WRITTEN REQUEST: Render every line of the records below as a numbered list, omitting blank lines.

THE RECORDS:
•••••

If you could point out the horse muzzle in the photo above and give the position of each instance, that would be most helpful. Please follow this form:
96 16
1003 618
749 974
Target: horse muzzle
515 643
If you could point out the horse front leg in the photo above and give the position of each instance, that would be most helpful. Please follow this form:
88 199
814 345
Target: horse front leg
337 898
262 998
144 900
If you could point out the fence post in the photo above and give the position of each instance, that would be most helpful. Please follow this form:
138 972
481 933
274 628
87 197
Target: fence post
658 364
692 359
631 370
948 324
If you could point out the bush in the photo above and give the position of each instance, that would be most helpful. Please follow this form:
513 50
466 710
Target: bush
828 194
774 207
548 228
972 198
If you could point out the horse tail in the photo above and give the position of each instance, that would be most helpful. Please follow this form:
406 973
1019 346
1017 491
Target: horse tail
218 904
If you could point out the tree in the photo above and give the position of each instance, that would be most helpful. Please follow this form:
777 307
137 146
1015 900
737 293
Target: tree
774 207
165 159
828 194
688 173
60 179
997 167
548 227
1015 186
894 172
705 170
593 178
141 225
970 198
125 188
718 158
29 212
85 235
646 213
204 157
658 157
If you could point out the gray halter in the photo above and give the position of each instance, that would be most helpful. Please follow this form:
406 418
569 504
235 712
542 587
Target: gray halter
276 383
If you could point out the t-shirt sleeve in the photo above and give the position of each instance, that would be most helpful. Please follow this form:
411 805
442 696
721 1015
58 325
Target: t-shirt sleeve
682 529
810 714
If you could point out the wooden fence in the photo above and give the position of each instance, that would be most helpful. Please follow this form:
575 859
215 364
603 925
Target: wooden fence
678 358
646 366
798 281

•••••

FINISHED EXERCISE:
1. If you could point out the horse muzzle in the photo above and give the position of each instance, that would be most helpful. Please follow this form:
2. 96 16
3. 1003 618
4. 749 974
5. Target: horse muzzle
6. 515 643
7. If you could point out the horse front leg in the photo above and give the position of each instance, that would be most helpful. Please follow this form:
8. 88 199
9. 814 345
10. Target: horse front leg
11. 337 898
12. 262 998
13. 144 900
14. If you could point out the fence post in the photo above and give the position of each instance, that would be most helpful. Please follow this form:
15. 138 972
16. 481 933
17. 274 628
18. 87 197
19. Target: fence post
20. 658 364
21. 692 359
22. 631 370
23. 948 324
24. If you could point out the bush in the photo above and give the position of each instance, that would be most helpful. Please follow this form:
25. 513 50
26. 466 710
27. Target: bush
28. 828 194
29. 774 207
30. 548 228
31. 972 198
32. If you could point out the horse tail in the photo above and give the position of each instance, that would be most helpful. Please follow this form:
33. 406 973
34. 1019 346
35. 1017 491
36. Target: horse tail
37. 218 904
38. If you could point out the tree in the photo above and give the position of each instance, that would be most helpful. Please follow this form:
39. 777 307
40. 137 146
41. 1015 900
42. 737 293
43. Target: tree
44. 774 207
45. 165 159
46. 828 194
47. 688 173
48. 60 179
49. 997 167
50. 548 227
51. 1015 186
52. 894 172
53. 705 170
54. 593 178
55. 141 225
56. 970 198
57. 125 188
58. 718 158
59. 29 212
60. 85 235
61. 646 213
62. 204 157
63. 658 157
64. If you could point out the gray halter in the photo above and give the position of each instance, that would be most helpful. Please follow this form:
65. 406 418
66. 569 504
67. 235 712
68. 542 587
69. Target: gray halter
70. 276 383
71. If you could point out the t-shirt sleeve in the photo above and give the position of each instance, that would be most helpful. Please follow this form:
72. 411 805
73. 442 696
74. 721 1015
75. 58 325
76. Target: t-shirt sleeve
77. 682 529
78. 810 714
79. If you could point out the wooden fence in the photo above and give the position of each instance, that would be most helpful. Please follow this form:
80. 575 859
81. 215 364
82. 603 925
83. Target: wooden fence
84. 678 358
85. 646 366
86. 798 281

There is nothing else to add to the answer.